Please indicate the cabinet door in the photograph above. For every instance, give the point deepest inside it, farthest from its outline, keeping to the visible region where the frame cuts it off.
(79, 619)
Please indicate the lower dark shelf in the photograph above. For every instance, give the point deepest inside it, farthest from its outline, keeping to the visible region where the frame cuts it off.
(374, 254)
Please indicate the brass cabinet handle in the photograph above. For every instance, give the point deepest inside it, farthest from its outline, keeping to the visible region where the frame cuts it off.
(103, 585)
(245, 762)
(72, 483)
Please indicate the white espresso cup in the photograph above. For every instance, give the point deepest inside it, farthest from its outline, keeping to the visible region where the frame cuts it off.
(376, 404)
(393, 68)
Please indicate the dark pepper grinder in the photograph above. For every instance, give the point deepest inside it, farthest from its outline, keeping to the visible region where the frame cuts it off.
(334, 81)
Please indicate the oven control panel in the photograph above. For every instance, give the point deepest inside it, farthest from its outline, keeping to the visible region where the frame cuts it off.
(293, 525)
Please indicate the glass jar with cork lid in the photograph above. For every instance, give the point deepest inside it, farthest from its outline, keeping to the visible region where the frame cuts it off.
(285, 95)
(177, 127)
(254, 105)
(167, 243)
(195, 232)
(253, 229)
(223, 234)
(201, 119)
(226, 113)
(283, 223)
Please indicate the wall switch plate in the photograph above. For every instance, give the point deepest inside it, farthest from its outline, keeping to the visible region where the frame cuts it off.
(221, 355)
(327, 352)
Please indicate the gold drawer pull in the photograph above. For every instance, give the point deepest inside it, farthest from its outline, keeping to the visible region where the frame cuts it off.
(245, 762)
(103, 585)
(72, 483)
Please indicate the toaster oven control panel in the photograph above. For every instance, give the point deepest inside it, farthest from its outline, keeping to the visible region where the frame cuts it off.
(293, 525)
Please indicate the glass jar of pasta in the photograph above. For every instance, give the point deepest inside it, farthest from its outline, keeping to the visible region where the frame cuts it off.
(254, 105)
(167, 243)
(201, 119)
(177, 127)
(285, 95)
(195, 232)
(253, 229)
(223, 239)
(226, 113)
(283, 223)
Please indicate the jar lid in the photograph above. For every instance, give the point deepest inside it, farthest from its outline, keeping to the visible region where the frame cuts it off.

### Problem requirements
None of the records may be omitted; each is to be printed exactly.

### Response area
Please indicate the cabinet door in the photograph above. For every instance, give the point deepest inside it, farthest from its outline, keeping to the visible region where the frame cuts it off.
(79, 619)
Please indicate the lower dark shelf in the photograph above. For every instance, give the point deepest inside it, farthest from its outline, keeping to the visible region where the frame cuts it off.
(374, 254)
Please indicate the brass cabinet handle in the photograph above. For every instance, give the point deepest inside it, farthest from its outline, keeping to the visible region where the frame cuts it off.
(103, 585)
(245, 762)
(72, 483)
Please indicate the white espresso cup in the photograph above. For every instance, give the point deepest inside it, farthest from its outline, keeping to the visible region where the frame cuts it off.
(376, 404)
(393, 68)
Please indicate the dark pepper grinder in the photograph above. For every instance, give the point deepest inside it, farthest from its outline, keeping to the visible region where the frame cuts it off.
(334, 81)
Please indicate the oven control panel in the photograph above. For every instance, give the point deepest inside it, farthest from its outline, keeping to the visible region where the frame cuts it off.
(293, 525)
Please indicate the glass jar with cork lid in the photograph above. For every instance, give the point deepest inside it, farthest from its outline, keeping to the visible region where the frame cuts it off.
(285, 95)
(177, 127)
(254, 105)
(167, 243)
(195, 232)
(253, 229)
(223, 234)
(201, 119)
(226, 113)
(283, 223)
Please indicate the wall switch plate in the photograph above. For every instance, give the point deepest inside it, farthest from its outline, keeping to the visible region where the frame cuts it off.
(221, 355)
(327, 352)
Please indicate the gold drawer pull in the photograph above. For every instance, give the point deepest inside it, farthest from its outline, keeping to the visible region where the frame cuts it off.
(245, 762)
(103, 585)
(72, 483)
Please indicate the toaster oven control panel in the photograph above. For every instance, give the point deepest inside it, farthest from its outline, keeping to the visible region where the frame cuts it off.
(293, 525)
Please indicate the glass jar of pasta in the photograph above. For every instance, give the point deepest inside it, farthest from its outline, keeping to the visible region where the frame cuts it off.
(254, 105)
(167, 243)
(201, 119)
(177, 127)
(285, 95)
(195, 232)
(253, 229)
(223, 239)
(226, 113)
(283, 223)
Please indicate the jar lid in the photograph above. For every instance, give the point deepest inside it, farthest from its outline, keeping to the visible region where the frame cuts it off.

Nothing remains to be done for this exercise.